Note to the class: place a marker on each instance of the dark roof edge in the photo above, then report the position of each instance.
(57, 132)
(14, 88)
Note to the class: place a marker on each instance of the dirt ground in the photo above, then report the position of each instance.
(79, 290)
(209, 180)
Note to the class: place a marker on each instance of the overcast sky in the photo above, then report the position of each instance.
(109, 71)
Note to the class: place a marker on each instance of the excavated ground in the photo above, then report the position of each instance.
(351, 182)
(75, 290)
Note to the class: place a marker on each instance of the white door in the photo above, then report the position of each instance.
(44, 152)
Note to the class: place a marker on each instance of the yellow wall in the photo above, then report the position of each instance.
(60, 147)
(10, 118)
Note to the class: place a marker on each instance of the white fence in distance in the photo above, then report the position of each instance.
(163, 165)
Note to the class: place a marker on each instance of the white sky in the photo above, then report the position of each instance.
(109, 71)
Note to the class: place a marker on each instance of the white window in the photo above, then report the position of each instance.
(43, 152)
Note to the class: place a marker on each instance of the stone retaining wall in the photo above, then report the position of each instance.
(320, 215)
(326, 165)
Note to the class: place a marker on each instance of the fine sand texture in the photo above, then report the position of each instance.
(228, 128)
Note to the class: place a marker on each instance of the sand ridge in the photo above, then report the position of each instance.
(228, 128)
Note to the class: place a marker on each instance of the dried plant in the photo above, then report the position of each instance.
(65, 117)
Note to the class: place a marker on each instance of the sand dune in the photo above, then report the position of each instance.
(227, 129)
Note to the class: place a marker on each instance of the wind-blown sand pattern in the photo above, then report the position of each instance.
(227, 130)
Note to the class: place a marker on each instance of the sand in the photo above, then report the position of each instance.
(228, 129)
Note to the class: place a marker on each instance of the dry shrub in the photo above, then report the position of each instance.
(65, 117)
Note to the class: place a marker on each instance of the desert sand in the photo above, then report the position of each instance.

•••

> **Exercise brief**
Take the listing above and write it out again exactly.

> **Output**
Note to the class: place a marker on each instance of the dark roof edge in the photo above, then report the position of each instance.
(57, 132)
(14, 88)
Note to the class: place a marker on each instance of the dirt ground in the photo above, then report the position of each instance.
(79, 290)
(209, 180)
Note to the class: place a marker on each instance of the overcast sky in the photo above, then report the position of each instance.
(109, 71)
Note to the class: place a marker on each instance of the excavated ground in the photo above, then report the position of each instance.
(351, 182)
(75, 290)
Note to the class: place a marker on each instance of the white door in the photo above, then report the position of each instance.
(44, 152)
Note to the class: place a marker on each instance of the yellow wall in the photo above, then report the position of each instance.
(60, 147)
(10, 118)
Note to the class: place a marker on each instance of the white fence in distance in the photo above, then report the position of each instance.
(163, 165)
Note to the class: place a marker on each instance of the white sky in the photo above, then report the position of each instance.
(109, 71)
Note to the class: place a marker on each instance of the white window in the photo above, then report the position of each instance.
(43, 152)
Note to the class: place a marker on each instance of the stone retaining wall in the photo above, then report the position of each instance.
(320, 215)
(326, 165)
Note to the class: place a marker on each instance of the fine sand texture in the photo above, then report the position of each instance.
(228, 128)
Note to the class: place a marker on each instance of the sand ridge in the photo above, then report the position of each instance.
(228, 128)
Note to the class: place a marker on each instance of the dried plant in the photo above, then report the position of each instance.
(65, 117)
Note to the class: place a marker on each instance of the sand dune in the photo above, then report the position of each instance.
(227, 129)
Note to the class: place a marker on each instance of the wind-blown sand pattern in the photo above, then report the position of each instance.
(227, 130)
Note to the class: place a marker on each instance of the sand in the photo above, then report the position of each instance.
(228, 129)
Note to the class: place a marker on each instance of the dry shrub in the photo above, then report the position of each instance.
(65, 117)
Note to the class: place a marker on each instance of the desert sand in the photo above, then report the position of each instance.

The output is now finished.